(Saved data entries)
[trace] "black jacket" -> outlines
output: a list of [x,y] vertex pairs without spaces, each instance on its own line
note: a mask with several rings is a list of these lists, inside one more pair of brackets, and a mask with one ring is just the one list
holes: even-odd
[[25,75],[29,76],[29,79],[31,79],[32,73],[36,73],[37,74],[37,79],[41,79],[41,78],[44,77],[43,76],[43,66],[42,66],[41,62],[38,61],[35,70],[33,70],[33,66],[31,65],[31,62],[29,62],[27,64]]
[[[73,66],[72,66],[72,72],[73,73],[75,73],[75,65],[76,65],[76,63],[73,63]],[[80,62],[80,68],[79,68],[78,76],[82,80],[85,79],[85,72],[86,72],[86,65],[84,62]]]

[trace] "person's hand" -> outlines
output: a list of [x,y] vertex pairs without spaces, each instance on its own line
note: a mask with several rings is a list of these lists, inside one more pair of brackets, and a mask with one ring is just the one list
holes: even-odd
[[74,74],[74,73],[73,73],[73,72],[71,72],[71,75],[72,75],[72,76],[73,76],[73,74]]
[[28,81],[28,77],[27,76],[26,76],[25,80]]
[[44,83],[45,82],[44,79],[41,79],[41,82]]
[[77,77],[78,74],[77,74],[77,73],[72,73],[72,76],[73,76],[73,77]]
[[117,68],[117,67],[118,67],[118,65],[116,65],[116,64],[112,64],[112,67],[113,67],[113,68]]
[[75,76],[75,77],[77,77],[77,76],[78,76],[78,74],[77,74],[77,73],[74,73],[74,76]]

--

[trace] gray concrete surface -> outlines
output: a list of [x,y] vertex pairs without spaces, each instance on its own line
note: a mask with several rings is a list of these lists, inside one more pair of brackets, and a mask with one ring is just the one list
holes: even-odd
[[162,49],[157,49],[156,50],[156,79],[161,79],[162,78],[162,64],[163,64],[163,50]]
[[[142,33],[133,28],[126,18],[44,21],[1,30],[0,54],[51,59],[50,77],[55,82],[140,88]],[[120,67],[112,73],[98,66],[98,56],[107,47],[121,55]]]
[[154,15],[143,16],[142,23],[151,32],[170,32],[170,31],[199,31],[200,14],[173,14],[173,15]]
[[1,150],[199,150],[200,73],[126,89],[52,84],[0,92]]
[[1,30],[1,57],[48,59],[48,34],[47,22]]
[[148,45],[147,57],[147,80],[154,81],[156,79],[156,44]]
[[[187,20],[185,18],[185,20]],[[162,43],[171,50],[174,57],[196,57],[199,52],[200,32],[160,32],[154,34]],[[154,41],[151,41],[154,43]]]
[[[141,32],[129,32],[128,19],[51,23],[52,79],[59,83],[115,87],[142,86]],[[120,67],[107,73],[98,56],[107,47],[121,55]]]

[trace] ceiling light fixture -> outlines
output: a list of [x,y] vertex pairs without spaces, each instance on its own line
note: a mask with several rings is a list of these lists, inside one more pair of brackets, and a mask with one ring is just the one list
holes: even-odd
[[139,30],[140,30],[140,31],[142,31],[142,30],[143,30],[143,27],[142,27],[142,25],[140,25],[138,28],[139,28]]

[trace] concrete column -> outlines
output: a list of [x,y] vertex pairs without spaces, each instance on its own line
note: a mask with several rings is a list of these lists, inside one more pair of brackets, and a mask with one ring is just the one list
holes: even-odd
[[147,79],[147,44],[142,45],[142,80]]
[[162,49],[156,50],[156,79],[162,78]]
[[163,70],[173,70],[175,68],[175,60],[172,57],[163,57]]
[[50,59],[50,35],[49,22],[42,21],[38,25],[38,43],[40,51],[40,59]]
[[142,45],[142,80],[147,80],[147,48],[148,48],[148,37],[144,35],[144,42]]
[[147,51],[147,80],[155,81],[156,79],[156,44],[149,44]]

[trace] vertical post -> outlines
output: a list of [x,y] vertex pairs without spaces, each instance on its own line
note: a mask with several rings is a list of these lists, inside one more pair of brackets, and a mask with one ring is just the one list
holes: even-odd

Exercise directions
For this exercise, copy every line of the data that holds "outlines".

Solved problem
[trace] "black jacket" -> outlines
[trace] "person's hand" -> outlines
[trace] gray concrete surface -> outlines
[trace] ceiling light fixture -> outlines
[trace] concrete column -> outlines
[trace] vertical post -> outlines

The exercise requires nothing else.